- _Your instructions_: Collect every line from the rows below that contains the word "hillside", and copy each one in full.

(Dataset rows)
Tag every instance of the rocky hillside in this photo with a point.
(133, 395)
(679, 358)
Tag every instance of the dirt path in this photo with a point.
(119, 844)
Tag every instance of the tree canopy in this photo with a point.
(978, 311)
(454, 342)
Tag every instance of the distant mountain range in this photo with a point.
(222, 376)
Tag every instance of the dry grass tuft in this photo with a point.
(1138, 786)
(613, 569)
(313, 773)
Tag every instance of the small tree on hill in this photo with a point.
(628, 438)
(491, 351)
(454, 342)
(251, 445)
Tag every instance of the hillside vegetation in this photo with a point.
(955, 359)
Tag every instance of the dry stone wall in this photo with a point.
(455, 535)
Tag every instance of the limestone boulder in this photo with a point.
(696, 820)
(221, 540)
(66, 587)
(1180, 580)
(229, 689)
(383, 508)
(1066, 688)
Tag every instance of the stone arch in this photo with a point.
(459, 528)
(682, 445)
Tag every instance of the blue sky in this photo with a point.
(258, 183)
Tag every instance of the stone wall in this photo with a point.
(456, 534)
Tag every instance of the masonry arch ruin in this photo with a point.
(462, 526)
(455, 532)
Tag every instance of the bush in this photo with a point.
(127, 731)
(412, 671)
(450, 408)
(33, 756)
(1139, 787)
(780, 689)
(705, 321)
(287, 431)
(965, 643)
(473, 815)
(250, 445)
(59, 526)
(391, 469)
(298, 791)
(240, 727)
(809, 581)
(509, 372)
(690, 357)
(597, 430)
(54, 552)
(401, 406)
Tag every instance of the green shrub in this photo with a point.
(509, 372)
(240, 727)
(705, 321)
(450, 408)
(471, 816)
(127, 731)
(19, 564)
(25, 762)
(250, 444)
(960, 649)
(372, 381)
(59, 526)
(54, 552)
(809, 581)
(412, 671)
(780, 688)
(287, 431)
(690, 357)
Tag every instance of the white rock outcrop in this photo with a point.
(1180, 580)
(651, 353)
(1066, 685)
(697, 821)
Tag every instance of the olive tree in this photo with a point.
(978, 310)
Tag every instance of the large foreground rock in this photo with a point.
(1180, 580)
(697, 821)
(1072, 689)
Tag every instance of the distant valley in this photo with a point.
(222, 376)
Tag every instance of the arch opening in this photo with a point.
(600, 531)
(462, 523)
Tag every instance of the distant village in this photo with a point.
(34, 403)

---

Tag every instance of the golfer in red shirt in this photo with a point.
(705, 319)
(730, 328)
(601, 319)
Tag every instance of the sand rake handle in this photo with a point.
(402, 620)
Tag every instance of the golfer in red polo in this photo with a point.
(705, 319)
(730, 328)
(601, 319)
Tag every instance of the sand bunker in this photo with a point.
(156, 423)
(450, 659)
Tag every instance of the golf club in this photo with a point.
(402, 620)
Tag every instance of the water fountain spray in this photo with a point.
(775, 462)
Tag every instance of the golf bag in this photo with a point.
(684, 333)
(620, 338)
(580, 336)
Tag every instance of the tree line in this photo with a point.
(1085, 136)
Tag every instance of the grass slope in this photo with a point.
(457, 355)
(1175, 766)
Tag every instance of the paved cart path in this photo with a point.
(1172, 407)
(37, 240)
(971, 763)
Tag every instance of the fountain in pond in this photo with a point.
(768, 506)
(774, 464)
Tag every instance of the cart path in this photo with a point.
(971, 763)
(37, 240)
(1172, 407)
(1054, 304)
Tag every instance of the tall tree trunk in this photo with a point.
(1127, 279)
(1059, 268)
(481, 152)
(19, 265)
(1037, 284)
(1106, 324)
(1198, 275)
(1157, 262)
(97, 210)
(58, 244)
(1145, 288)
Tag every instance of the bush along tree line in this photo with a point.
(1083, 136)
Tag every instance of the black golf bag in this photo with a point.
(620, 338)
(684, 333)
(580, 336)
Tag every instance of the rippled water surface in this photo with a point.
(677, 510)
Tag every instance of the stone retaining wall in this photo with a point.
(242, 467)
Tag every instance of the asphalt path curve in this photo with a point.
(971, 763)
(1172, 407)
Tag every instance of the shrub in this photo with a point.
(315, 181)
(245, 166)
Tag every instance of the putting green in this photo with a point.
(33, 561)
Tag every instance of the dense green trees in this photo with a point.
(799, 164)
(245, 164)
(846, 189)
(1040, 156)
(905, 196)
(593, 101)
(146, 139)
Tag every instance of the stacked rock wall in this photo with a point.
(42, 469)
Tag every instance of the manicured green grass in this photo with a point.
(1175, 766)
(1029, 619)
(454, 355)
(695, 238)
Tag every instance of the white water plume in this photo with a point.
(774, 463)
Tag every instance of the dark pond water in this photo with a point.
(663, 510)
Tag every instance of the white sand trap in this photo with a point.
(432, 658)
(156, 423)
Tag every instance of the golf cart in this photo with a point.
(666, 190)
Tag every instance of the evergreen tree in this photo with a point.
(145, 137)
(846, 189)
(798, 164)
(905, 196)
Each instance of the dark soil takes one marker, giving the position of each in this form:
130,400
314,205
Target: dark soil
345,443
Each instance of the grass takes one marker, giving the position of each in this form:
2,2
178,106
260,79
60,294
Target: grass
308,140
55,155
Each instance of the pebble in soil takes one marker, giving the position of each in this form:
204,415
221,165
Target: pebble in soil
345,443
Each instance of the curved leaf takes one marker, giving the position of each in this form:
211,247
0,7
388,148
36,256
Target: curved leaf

- _Full output_:
Tag every instance of the rocky hillside in this photo with a point.
Tag every instance of the hillside vegetation in this photo with a point.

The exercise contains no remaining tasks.